[The data]

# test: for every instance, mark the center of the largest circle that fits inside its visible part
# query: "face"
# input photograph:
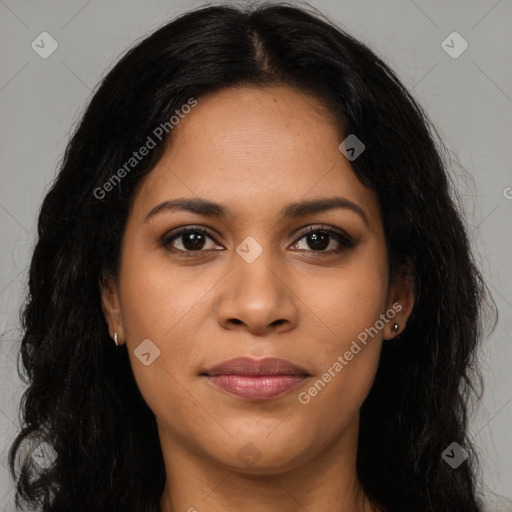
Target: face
(262, 280)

[/The data]

Your goal:
Only the text of the listing above is wanted, transcribed exactly, without its images.

Result for this exercise:
# test: for every instance, mark the center of the largest circle that fits inside its visible part
# query: "face"
# input photograph:
Target: face
(262, 280)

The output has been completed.